§ **Material supplied**:
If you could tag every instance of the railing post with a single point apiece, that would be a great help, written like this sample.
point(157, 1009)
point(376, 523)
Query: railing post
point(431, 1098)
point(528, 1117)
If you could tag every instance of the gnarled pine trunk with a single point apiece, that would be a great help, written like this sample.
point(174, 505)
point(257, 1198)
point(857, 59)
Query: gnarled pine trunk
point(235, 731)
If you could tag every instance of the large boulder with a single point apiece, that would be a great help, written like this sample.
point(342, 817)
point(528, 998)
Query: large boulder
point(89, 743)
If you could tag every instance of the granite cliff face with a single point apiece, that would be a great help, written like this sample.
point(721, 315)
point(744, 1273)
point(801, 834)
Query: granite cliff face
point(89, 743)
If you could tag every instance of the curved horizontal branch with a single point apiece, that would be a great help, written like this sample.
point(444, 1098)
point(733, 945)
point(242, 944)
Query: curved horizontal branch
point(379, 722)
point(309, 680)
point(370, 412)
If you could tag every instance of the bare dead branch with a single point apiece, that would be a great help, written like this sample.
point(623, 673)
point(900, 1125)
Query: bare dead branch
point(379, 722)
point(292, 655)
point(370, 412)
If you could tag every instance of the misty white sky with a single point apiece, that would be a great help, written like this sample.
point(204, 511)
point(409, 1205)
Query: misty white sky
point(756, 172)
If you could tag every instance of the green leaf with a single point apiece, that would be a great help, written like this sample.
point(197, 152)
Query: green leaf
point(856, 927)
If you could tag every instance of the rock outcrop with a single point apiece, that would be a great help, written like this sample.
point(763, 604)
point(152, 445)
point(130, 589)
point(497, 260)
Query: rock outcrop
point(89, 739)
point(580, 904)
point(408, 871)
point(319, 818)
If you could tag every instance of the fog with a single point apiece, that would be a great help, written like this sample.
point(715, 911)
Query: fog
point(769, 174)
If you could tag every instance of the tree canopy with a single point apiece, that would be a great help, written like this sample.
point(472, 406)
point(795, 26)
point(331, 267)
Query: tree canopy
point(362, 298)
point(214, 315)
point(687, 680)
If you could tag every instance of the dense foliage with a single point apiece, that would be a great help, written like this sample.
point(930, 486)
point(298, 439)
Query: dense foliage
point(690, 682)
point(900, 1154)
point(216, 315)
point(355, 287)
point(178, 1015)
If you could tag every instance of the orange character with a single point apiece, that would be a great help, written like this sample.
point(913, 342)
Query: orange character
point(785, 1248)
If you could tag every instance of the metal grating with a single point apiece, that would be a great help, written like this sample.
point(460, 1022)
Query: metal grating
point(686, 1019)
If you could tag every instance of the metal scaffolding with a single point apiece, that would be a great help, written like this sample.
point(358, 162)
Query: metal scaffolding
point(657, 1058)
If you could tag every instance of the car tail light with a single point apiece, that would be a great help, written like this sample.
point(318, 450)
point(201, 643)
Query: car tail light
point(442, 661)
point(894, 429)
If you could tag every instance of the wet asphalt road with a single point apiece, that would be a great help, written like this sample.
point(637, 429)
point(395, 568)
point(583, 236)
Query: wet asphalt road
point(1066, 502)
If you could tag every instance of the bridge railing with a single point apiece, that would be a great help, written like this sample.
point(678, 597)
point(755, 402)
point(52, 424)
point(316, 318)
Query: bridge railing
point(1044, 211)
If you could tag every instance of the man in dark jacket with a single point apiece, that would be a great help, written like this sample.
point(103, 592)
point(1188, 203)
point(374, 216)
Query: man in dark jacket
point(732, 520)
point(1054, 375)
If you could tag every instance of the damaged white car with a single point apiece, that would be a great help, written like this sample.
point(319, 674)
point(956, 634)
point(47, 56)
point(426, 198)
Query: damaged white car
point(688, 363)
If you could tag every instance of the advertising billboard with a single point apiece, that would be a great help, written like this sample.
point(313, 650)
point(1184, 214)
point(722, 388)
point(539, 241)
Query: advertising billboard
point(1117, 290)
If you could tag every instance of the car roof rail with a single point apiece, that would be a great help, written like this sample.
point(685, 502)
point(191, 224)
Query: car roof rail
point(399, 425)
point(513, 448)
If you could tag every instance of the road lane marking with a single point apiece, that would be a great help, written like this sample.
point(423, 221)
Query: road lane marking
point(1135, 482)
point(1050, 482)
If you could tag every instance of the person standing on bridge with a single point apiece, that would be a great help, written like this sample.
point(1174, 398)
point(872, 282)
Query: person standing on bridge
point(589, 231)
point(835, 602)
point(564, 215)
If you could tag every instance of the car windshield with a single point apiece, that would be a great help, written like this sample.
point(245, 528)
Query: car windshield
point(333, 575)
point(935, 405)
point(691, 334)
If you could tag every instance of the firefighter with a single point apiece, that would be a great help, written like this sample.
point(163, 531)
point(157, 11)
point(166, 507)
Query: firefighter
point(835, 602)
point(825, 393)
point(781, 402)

§ **Exercise requirements**:
Every line of the material must be returned exactly as it appears.

§ **Task answer**:
If you could tag every instance of the railing post with a single point apiece, that would be a great help, written like this sample.
point(157, 1009)
point(376, 523)
Query: railing post
point(431, 1098)
point(528, 1117)
If you could tag every instance of the gnarled pine trunk with a single point apiece, that would be a great help, written like this sample.
point(174, 505)
point(257, 1198)
point(857, 59)
Query: gnarled pine trunk
point(235, 731)
If you could tag every instance of the large boulder with a single point apiece, that would be a great help, written like this sample.
point(342, 817)
point(528, 998)
Query: large boulder
point(89, 743)
If you could tag every instance of the granite cliff face with a single point apiece, that would be a great help, written like this sample.
point(721, 315)
point(744, 1273)
point(801, 834)
Query: granite cliff face
point(89, 743)
If you could tag every instance of the curved horizontal branch with a single point apiece, that would be a great help, written like this sample.
point(444, 1098)
point(733, 945)
point(242, 944)
Query: curved horizontal branch
point(379, 722)
point(309, 680)
point(370, 412)
If you could tag every instance of the bare dead branch with a single point apiece, that would be a great help, written like this sample.
point(623, 673)
point(900, 1125)
Query: bare dead branch
point(379, 722)
point(292, 655)
point(370, 412)
If you could tag every instance of the misty white sky with a single point apiece, that would be a great help, written like this sample.
point(204, 511)
point(409, 1205)
Query: misty white sky
point(756, 172)
If you could tag every instance of the green leaf with a single point apiece, that would be a great help, written like this sample.
point(197, 152)
Query: green leaf
point(856, 927)
If you could tag every instance of the rock outcrop with a single point apiece, that would be a great help, written like this sample.
point(763, 604)
point(152, 445)
point(130, 589)
point(497, 260)
Query: rock outcrop
point(89, 739)
point(580, 904)
point(408, 871)
point(319, 818)
If you could tag every instance of the fog with a single point apiece, that would be a great help, written like this sample.
point(715, 911)
Query: fog
point(769, 174)
If you could tag every instance of the tree canopy with a single point apiece, that would be a great help, written like this sample.
point(472, 406)
point(795, 26)
point(331, 267)
Query: tree canopy
point(362, 298)
point(214, 315)
point(687, 680)
If you could tag every instance of the dense foliage with a single point apiece, that would be a great help, written like this sample.
point(930, 486)
point(298, 439)
Query: dense foliage
point(690, 682)
point(900, 1154)
point(216, 315)
point(355, 287)
point(178, 1015)
If you could tag every instance of the orange character with a single point apiece, that would be a great help, written like this sample.
point(913, 342)
Query: orange character
point(785, 1248)
If you could tag every instance of the metal grating with a single point apiece, that would be a great help, written like this sample.
point(460, 1022)
Query: metal grating
point(686, 1019)
If you could tag every instance of the metal scaffolding with a single point apiece, that would be a great help, written like this sample.
point(358, 162)
Query: metal scaffolding
point(657, 1058)
If you could tag every instance of the car tail light with a single point apiece, that would be a great help, written like this sample.
point(318, 450)
point(201, 643)
Query: car tail light
point(442, 661)
point(894, 429)
If you could tag every instance of the wet asphalt road with a single point apiece, that would be a great help, written like this sample.
point(637, 429)
point(395, 568)
point(583, 236)
Query: wet asphalt road
point(1066, 502)
If you could tag every instance of the bridge railing with a single point apiece, that would be a great help, written like this sample.
point(678, 597)
point(755, 402)
point(52, 424)
point(316, 318)
Query: bridge railing
point(1044, 211)
If you could tag every instance of the man in dark jacket with a single point apiece, that would be a great help, written like this sample.
point(103, 592)
point(1188, 203)
point(374, 216)
Query: man in dark jacket
point(732, 520)
point(1054, 375)
If you could tag every instance of the damaged white car with a single point apiece, that would be a great help, written like this sample.
point(319, 674)
point(956, 634)
point(47, 56)
point(426, 198)
Query: damaged white car
point(688, 363)
If you could tag every instance of the advertising billboard with a single point apiece, that would be a great help, written like this sample.
point(313, 650)
point(1184, 214)
point(722, 388)
point(539, 241)
Query: advertising billboard
point(1117, 290)
If you could tag every instance of the car roof rail with a single point apiece, that would be a great help, written like this sample.
point(685, 502)
point(191, 224)
Query: car roof rail
point(399, 425)
point(513, 448)
If you could tag every instance of the road lane marking with a single point apiece, that would be a great help, written like this sample.
point(423, 221)
Query: road lane marking
point(1135, 482)
point(1050, 482)
If you could tag every instance of the person standing on bridge with a single point apiece, that would be a great help, written like this sample.
point(1174, 398)
point(872, 282)
Query: person standing on bridge
point(589, 231)
point(835, 602)
point(564, 215)
If you could tag every instance of the car windshield with a single point apiece, that would be a great help, written like this sample.
point(245, 528)
Query: car windshield
point(333, 575)
point(935, 405)
point(691, 334)
If you could tag every instance of the firefighter with a single point apiece, that would be a great help, written like this sample.
point(163, 531)
point(157, 11)
point(166, 507)
Query: firefighter
point(835, 602)
point(825, 393)
point(781, 402)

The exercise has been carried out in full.